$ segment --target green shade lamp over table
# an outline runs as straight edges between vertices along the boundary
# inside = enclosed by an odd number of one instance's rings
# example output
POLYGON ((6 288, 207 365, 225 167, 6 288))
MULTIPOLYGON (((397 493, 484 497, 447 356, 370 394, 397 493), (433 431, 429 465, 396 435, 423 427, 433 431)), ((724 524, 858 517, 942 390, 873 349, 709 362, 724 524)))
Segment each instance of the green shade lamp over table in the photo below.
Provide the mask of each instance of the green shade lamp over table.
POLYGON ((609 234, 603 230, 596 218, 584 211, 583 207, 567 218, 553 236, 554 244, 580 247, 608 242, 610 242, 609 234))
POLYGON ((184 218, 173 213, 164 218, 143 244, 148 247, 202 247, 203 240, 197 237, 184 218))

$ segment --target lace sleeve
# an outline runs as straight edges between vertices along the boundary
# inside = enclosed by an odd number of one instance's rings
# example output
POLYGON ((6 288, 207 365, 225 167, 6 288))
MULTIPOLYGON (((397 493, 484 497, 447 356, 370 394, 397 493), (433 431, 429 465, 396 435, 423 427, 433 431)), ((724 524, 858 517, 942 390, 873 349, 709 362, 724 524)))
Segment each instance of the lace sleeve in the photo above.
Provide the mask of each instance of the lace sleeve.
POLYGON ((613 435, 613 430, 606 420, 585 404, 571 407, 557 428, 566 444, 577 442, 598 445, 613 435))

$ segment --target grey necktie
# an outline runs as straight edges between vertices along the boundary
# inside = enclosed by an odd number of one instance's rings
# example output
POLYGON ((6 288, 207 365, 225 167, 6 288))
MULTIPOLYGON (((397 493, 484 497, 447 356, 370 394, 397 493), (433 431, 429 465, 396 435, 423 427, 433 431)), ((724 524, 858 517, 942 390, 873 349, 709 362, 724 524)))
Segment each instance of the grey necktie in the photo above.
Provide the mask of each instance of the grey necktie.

######

How to complete this task
Each record above should be reproduced in full, exactly as it stands.

Problem solution
$ segment --target green shade lamp over table
# an outline runs as straight edges between vertices along the boundary
# inside = enclosed by an odd number of one instance's rings
# example output
POLYGON ((6 288, 207 365, 225 167, 6 288))
MULTIPOLYGON (((397 493, 484 497, 447 356, 370 394, 397 493), (433 431, 429 465, 396 435, 423 427, 433 431)), ((724 524, 858 517, 942 390, 873 349, 709 362, 724 524)))
Segment each instance of the green shade lamp over table in the photo below.
Provide the mask of each instance of the green shade lamp over table.
POLYGON ((609 234, 603 230, 596 218, 584 211, 583 207, 567 218, 553 236, 554 244, 580 247, 608 242, 610 242, 609 234))
POLYGON ((184 218, 173 213, 164 218, 143 244, 148 247, 202 247, 203 240, 197 237, 184 218))

$ segment --target lace sleeve
# an outline runs as straight edges between vertices along the boundary
# inside = enclosed by an odd number of one instance's rings
# example output
POLYGON ((6 288, 207 365, 225 167, 6 288))
MULTIPOLYGON (((397 493, 484 497, 447 356, 370 394, 397 493), (433 431, 429 465, 396 435, 423 427, 433 431)), ((724 524, 858 517, 942 390, 873 349, 709 362, 724 524)))
Segment each instance of the lace sleeve in the photo above.
Provide the mask of each instance of the lace sleeve.
POLYGON ((613 435, 613 430, 606 420, 585 404, 571 407, 557 428, 566 444, 577 442, 598 445, 613 435))

$ segment --target grey necktie
# an outline runs as straight edges between vertices along the boundary
# inside = enclosed by an odd number of one instance's rings
# example output
POLYGON ((6 288, 207 365, 225 167, 6 288))
MULTIPOLYGON (((397 493, 484 497, 447 356, 370 394, 397 493), (433 431, 429 465, 396 435, 423 427, 433 431)), ((724 524, 858 517, 942 390, 873 349, 709 362, 724 524)))
Segment each instance of the grey necktie in the photo above.
Provide the mask of each instance of the grey necktie.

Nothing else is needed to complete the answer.